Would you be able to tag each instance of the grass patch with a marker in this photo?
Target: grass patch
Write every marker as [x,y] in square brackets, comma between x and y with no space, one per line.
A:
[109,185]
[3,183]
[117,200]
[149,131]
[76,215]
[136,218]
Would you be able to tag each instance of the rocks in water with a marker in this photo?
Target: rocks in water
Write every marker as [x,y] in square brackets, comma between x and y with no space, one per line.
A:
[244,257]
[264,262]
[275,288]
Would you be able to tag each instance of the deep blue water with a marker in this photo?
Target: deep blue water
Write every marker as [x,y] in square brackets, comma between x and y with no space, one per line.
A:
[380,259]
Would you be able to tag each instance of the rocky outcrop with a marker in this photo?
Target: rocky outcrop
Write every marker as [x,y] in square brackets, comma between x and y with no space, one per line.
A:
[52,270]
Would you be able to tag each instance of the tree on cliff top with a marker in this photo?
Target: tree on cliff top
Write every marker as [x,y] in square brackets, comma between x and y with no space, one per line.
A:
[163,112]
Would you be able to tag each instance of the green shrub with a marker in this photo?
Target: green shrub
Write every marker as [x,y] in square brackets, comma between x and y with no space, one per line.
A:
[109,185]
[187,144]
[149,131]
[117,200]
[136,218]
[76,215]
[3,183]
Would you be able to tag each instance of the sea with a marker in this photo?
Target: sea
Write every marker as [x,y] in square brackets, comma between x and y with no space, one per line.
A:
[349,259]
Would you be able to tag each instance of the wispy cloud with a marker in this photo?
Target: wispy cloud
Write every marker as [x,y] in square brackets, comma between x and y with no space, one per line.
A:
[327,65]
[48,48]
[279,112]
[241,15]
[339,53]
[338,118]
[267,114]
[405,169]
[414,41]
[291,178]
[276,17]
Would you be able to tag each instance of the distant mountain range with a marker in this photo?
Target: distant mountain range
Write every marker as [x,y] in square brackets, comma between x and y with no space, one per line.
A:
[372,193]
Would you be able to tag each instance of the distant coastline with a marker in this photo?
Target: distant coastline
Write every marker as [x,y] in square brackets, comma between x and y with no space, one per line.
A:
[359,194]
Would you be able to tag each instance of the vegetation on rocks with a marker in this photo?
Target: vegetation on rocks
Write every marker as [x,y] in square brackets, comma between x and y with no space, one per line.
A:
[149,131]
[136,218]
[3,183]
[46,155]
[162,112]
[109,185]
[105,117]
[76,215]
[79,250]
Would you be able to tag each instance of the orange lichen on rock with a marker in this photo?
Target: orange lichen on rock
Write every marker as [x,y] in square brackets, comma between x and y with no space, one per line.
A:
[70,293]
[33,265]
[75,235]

Exercise description:
Your reply must repeat the entries above exactly and in full.

Task output:
Would you be able to tag each instance of the grass patch with a marker in this photo?
Target: grass patch
Write every marker as [x,y] in square brackets, comma between x and y with no space, one per line.
A:
[109,185]
[3,183]
[117,200]
[149,131]
[76,215]
[136,218]
Would you be able to tag each instance of the rocks in water with a marker in this photo?
Target: rocks in water
Write every marker as [x,y] in square brackets, comma between x and y with no space, one per line.
A:
[244,257]
[264,262]
[275,288]
Would you be able to tag each instance of the deep blue water with a marker in this photo?
Target: deep blue water
Write every marker as [x,y] in square brackets, comma between x and y with no space, one per line.
A:
[380,259]
Would you be able to tag each instance of the rocky outcrop with a marker in this photo?
Target: rocky outcrop
Write every marker as [x,y] in square brackets, comma between x and y with no space, one per line.
A:
[52,270]
Would you be able to tag each instance of the tree on cliff top with a marker in this photo?
Target: tree on cliff top
Write every marker as [x,y] in square brackets, comma between x and y with no space, one per line.
A:
[163,112]
Would you be able to tag each instance of the green shrub with a marker in this photo?
Target: green shrub
Write every marker as [x,y] in square brackets, comma between x and y with no space, one per line.
A:
[109,185]
[187,144]
[149,131]
[117,200]
[136,218]
[76,215]
[3,183]
Would you be able to tag each instance of the sea with a marker in this photo?
Target: sea
Write every marker as [x,y] in square brackets, comma between x and y with no space, one per line.
A:
[349,259]
Would you be able to tag each instance of the wispy cloud with a marker in this photo?
Target: wispy cloud
Write every marker as [x,y] in square brackets, comma between x and y with no space, one per line.
A:
[327,65]
[48,48]
[279,112]
[241,15]
[339,53]
[338,118]
[267,114]
[405,169]
[414,41]
[291,178]
[276,17]
Would you be able to tag each instance of the distant mountain range with a marker in this photo?
Target: distant mountain range
Write every marker as [x,y] in square brackets, comma between x and y with no space, one per line.
A:
[372,193]
Would you be able to tag each instance of the distant coastline with a marker in this photo?
Target: distant coastline
Write every marker as [x,y] in square brackets, comma between x and y with no space, one per line.
A:
[359,194]
Would you be able to tag each instance of the vegetation on rocks with a marker in this photo?
Target: vegetation on rocks
Write every marker as [x,y] in square brackets, comma between x and y with no space, one per line.
A:
[149,131]
[136,218]
[3,183]
[46,155]
[162,112]
[109,185]
[105,117]
[76,215]
[79,250]
Would you be able to tag each instance of the orange lichen on rock with a marker in this photo?
Target: orange lichen on rock
Write every marker as [x,y] in square brackets, comma between x and y with no space, one per line.
A:
[70,293]
[33,265]
[75,235]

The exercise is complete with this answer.